Identify and pull out each line of the entries in which "then" occurs.
*** Dataset entries ***
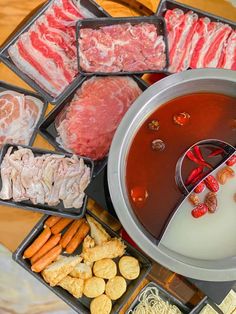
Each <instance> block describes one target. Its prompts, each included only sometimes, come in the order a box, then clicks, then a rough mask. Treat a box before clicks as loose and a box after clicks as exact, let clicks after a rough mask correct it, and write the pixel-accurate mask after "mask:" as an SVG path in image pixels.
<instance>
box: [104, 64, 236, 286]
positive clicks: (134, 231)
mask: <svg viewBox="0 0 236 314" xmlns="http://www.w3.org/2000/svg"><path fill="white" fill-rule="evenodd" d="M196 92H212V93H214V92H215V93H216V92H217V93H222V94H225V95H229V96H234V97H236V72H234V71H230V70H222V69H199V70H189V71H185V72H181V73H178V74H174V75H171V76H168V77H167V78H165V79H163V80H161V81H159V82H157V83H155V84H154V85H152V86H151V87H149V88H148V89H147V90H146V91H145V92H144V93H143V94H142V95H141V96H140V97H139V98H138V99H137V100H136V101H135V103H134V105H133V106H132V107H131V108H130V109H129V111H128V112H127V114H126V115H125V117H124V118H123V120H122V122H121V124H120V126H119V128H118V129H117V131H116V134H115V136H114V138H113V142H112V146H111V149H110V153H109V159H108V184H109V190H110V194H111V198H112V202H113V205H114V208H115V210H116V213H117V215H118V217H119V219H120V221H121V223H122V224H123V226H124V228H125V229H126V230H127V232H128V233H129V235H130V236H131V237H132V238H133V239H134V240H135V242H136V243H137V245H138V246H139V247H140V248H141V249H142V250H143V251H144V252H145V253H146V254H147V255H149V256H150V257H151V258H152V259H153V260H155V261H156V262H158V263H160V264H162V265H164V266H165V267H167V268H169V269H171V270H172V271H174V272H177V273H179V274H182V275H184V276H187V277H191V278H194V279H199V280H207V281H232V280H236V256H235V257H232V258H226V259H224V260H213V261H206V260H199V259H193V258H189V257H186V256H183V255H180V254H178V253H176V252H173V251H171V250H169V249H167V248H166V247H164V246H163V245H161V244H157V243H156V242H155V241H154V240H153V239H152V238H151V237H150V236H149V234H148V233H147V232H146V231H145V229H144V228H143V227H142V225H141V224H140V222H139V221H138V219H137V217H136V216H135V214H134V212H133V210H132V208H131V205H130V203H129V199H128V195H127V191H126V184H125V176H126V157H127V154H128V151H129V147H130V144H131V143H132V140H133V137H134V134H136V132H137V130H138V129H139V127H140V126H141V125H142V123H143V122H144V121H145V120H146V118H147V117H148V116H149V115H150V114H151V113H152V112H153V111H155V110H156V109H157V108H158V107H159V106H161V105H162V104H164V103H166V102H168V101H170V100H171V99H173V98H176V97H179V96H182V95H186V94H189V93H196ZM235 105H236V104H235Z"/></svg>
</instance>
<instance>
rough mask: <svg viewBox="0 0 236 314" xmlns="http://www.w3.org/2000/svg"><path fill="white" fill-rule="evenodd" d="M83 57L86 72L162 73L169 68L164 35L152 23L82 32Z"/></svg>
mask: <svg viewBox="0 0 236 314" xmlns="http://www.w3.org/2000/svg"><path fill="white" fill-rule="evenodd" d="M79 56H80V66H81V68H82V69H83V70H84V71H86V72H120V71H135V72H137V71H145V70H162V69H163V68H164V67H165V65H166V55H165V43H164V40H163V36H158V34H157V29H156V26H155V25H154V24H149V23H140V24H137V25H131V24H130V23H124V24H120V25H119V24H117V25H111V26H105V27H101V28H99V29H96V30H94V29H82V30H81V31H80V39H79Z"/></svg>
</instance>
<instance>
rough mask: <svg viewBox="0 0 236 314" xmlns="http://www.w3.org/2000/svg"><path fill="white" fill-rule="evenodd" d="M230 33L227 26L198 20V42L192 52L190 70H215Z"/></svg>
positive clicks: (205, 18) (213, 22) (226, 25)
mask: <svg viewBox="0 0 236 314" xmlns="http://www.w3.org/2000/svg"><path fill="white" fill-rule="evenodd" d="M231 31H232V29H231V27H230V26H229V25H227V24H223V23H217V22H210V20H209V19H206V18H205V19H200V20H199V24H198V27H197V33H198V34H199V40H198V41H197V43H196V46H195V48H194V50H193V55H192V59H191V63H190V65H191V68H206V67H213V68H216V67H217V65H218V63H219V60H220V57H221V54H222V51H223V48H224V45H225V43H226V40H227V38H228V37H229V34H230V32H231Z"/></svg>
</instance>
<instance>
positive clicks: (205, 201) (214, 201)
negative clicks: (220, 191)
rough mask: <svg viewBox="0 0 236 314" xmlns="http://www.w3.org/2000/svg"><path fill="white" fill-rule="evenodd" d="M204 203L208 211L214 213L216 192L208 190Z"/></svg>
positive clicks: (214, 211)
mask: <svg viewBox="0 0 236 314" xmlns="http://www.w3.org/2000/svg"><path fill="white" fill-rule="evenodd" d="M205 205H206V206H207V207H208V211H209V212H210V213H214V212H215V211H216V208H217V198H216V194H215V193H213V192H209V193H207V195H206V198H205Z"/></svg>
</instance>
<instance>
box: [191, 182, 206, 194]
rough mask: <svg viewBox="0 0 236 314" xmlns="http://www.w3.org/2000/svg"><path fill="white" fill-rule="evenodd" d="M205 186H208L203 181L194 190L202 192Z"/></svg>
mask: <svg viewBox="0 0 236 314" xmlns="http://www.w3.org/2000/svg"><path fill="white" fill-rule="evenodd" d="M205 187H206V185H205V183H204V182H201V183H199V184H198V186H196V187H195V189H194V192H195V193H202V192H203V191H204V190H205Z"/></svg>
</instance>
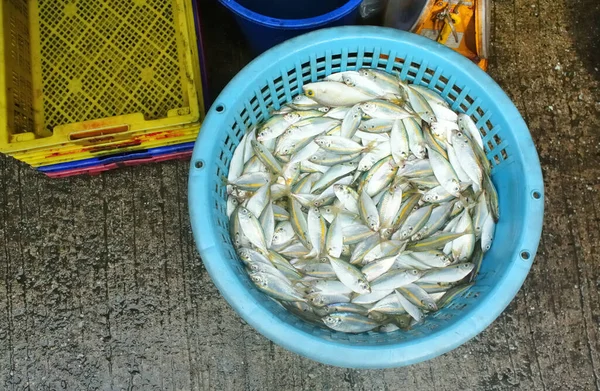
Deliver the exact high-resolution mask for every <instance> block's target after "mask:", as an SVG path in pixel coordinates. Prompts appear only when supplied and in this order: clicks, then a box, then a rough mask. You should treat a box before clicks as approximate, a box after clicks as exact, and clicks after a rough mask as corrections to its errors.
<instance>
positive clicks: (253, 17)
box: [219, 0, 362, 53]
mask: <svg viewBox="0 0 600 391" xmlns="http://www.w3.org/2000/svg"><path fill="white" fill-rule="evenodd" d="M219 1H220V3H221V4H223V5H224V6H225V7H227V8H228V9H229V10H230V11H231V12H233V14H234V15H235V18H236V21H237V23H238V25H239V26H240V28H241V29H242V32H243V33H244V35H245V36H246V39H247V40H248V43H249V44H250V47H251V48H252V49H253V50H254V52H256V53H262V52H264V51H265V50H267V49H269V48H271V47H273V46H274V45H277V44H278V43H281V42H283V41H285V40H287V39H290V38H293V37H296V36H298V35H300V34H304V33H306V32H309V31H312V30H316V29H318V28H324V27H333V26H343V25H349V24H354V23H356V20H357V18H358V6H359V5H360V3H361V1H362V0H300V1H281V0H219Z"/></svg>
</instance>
*** End of Dataset entries ***
_Result for this exercise_:
Each <instance> block describes one target. Its prompts, each included only sometimes, come in the order a box, then clicks, then a rough mask. Treat a box before clicks as loose and a box after clicks as exact, let clicks after a rough mask correct it, and write the pixel-accurate mask after "mask:" as an SVG path in image pixels.
Deliver the exact high-resolution mask for every <instance> block's target after "mask:", as an SVG path in pixel coordinates. Prompts appear only when supplied and in this order: clicks, then a box, then a rough mask. You should treat a box before clicks as approximate, a box after clicks as exact, and clicks after a rough mask as corrections to its errors.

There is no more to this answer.